*** Opening of Exercise inputs ***
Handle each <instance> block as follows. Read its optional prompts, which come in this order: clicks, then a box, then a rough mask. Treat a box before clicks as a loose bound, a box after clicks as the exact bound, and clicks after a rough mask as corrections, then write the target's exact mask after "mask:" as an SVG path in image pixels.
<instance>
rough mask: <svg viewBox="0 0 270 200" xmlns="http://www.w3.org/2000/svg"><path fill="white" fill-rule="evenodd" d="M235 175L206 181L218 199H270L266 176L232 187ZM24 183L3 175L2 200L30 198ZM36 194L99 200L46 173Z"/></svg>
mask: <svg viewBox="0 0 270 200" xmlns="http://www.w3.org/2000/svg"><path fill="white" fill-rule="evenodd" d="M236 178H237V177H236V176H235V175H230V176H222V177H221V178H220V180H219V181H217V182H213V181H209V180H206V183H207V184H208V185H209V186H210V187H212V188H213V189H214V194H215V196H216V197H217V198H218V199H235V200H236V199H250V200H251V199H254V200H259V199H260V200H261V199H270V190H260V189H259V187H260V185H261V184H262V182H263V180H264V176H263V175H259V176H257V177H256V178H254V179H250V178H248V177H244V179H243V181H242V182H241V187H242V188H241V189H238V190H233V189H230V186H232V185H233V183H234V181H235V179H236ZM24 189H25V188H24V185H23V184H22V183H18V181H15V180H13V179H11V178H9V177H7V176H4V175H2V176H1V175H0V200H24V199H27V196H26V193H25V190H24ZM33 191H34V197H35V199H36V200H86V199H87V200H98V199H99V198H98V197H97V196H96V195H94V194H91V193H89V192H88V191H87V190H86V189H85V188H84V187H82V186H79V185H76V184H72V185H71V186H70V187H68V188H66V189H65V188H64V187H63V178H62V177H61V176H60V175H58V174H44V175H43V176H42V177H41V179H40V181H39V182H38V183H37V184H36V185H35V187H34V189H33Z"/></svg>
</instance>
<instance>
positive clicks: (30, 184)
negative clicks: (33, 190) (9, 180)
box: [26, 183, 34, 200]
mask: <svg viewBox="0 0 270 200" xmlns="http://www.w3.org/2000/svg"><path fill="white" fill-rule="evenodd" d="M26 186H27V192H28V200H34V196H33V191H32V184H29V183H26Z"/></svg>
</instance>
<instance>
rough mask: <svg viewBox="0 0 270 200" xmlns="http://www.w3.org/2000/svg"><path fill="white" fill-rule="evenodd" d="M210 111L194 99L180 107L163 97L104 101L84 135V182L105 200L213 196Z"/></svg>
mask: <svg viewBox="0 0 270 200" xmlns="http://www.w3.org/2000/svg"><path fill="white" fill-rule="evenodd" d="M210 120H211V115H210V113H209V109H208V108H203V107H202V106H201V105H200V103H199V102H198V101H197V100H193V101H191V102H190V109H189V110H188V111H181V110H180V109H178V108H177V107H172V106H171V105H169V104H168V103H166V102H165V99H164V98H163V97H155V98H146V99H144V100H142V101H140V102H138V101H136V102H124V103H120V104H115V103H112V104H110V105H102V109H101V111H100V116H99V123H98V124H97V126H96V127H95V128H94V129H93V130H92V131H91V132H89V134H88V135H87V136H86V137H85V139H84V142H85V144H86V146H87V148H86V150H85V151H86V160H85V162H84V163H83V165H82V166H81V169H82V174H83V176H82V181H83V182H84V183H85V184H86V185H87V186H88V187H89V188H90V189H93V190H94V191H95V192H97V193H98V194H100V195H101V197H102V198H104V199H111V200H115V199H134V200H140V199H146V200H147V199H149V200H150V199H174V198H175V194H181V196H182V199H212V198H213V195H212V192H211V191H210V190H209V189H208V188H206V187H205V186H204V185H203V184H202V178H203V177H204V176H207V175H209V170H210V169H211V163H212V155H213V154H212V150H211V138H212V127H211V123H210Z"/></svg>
*** Close of Exercise inputs ***
▶ **What to do**: Copy the lines from the start of the records through the line containing "175L206 181L218 199H270L266", both ends included.

▶ **Solution**:
Handle each <instance> block as follows. Read its optional prompts, which come in this order: clicks, then a box, then a rough mask. Treat a box before clicks as a loose bound, a box after clicks as the exact bound, and clicks after a rough mask as corrections, then write the target's exact mask after "mask:" as an SVG path in image pixels.
<instance>
rough mask: <svg viewBox="0 0 270 200" xmlns="http://www.w3.org/2000/svg"><path fill="white" fill-rule="evenodd" d="M235 175L206 181L218 199H270L266 176L232 187ZM24 183L3 175L2 200L30 198ZM36 194L99 200L46 173Z"/></svg>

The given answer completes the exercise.